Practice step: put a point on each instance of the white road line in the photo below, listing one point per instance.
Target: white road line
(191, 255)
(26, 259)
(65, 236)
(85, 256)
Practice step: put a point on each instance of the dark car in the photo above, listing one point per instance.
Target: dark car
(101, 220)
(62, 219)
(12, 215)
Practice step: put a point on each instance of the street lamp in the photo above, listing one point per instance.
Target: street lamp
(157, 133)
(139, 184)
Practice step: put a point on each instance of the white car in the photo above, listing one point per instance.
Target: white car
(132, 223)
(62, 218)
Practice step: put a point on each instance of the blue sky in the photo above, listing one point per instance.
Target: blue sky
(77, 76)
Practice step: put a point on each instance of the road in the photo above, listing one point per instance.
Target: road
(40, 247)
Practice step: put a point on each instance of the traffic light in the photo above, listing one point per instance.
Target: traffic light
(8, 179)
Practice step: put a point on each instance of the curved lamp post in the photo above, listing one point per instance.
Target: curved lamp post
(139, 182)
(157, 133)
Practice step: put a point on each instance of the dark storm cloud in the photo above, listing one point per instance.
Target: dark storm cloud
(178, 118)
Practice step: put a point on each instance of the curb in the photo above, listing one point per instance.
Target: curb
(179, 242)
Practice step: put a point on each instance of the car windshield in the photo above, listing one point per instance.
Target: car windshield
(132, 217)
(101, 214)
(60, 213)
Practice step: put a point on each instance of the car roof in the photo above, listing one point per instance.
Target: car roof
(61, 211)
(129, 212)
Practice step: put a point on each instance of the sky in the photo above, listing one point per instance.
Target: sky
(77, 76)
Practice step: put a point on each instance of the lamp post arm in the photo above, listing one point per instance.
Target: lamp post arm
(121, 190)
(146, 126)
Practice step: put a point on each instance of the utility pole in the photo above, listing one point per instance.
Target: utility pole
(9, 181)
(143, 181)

==============================

**Exercise directions:** Each line above should appear again, reproduced exactly.

**Problem solution:**
Practice step: put a point on each instance of the white road line in the photo below, listing one point per instance.
Target: white road line
(191, 255)
(26, 259)
(65, 236)
(85, 256)
Practice step: put a point on each instance of the dark car in the photo above, listing one point per instance.
Target: dark car
(101, 220)
(62, 219)
(12, 215)
Practice step: put a point on each instance of the street lamp in the photo above, listing one point per instance.
Target: street lamp
(157, 133)
(139, 184)
Practice step: put a point on each instance of the white car in the photo above, listing one point per instance.
Target: white car
(132, 223)
(62, 218)
Practice step: put a point on each instance of the blue sky in the photo above, listing one point per instance.
Target: blue sky
(77, 76)
Practice step: put a point on each instance of the road in the photo above, listing one point per instance.
Target: road
(40, 247)
Practice step: put a point on each instance of the traffic light in the photo above, listing one point per instance.
Target: traffic light
(8, 179)
Practice step: put a point on each instance of the curved lamp post in the photo above, listing one point per instance.
Target: curved lamp post
(139, 182)
(157, 133)
Practice step: put a point on each instance of the dark storm cloud in the photo above, listing one point per instance.
Target: dark storm cloud
(178, 118)
Practice step: put a point on each instance of the curb in the photo above, listing one point per instance.
Target: curb
(179, 242)
Practice step: put a point on each instance of the car windshield in the photo above, listing one point per instance.
Target: car windshield
(132, 217)
(101, 214)
(60, 213)
Practice step: put a point on each instance of the car roof in the photo above, listing one point per instance.
Target: car roof
(61, 211)
(129, 212)
Practice step: put a point on each instance of the sky in the photo above, listing one point per instance.
Target: sky
(77, 76)
Practice step: put a point on each instance of the lamp post arm in the photo above, listing one point per instance.
Target: lamp post arm
(121, 190)
(146, 126)
Practice step: put a point on each instance of the utility pole in the photo above, listing one point per instance.
Target: utility pole
(9, 181)
(143, 181)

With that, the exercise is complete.